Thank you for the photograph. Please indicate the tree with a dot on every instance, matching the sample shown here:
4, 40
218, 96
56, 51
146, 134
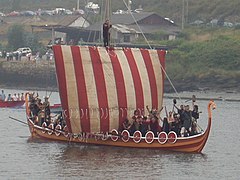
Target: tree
16, 36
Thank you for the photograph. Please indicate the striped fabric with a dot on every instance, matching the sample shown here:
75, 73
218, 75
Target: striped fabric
101, 87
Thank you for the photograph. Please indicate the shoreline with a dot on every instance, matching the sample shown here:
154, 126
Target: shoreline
184, 95
40, 76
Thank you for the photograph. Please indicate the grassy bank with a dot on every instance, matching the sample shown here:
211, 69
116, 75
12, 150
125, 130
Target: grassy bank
205, 59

☆ ☆ ☆ ☆

**Your instructions**
Reproduce the records above verbatim, including the coordinate lines, and omit the pictures from your answer.

**Answer for the task**
Thank you for the photograph. Please indicate the tree with a dot on every instance, matching the sample shown here:
4, 40
218, 96
56, 51
146, 134
Target: tree
16, 36
Thank you for the photograph. Please indicate the striped fabric with a dot on every instance, matching the sample shown here:
75, 73
218, 75
Target: striped fabric
101, 87
Thank you for the photograph. Please indicate the shoreline with a dot on every instance, matching the sample shown here:
154, 126
Target: shoreline
184, 95
40, 76
Thank you for the photograph. Please indicate the grassy bank with a dot on every instance, matching the sample shown here:
211, 69
116, 75
12, 150
125, 130
Target: grassy bank
205, 59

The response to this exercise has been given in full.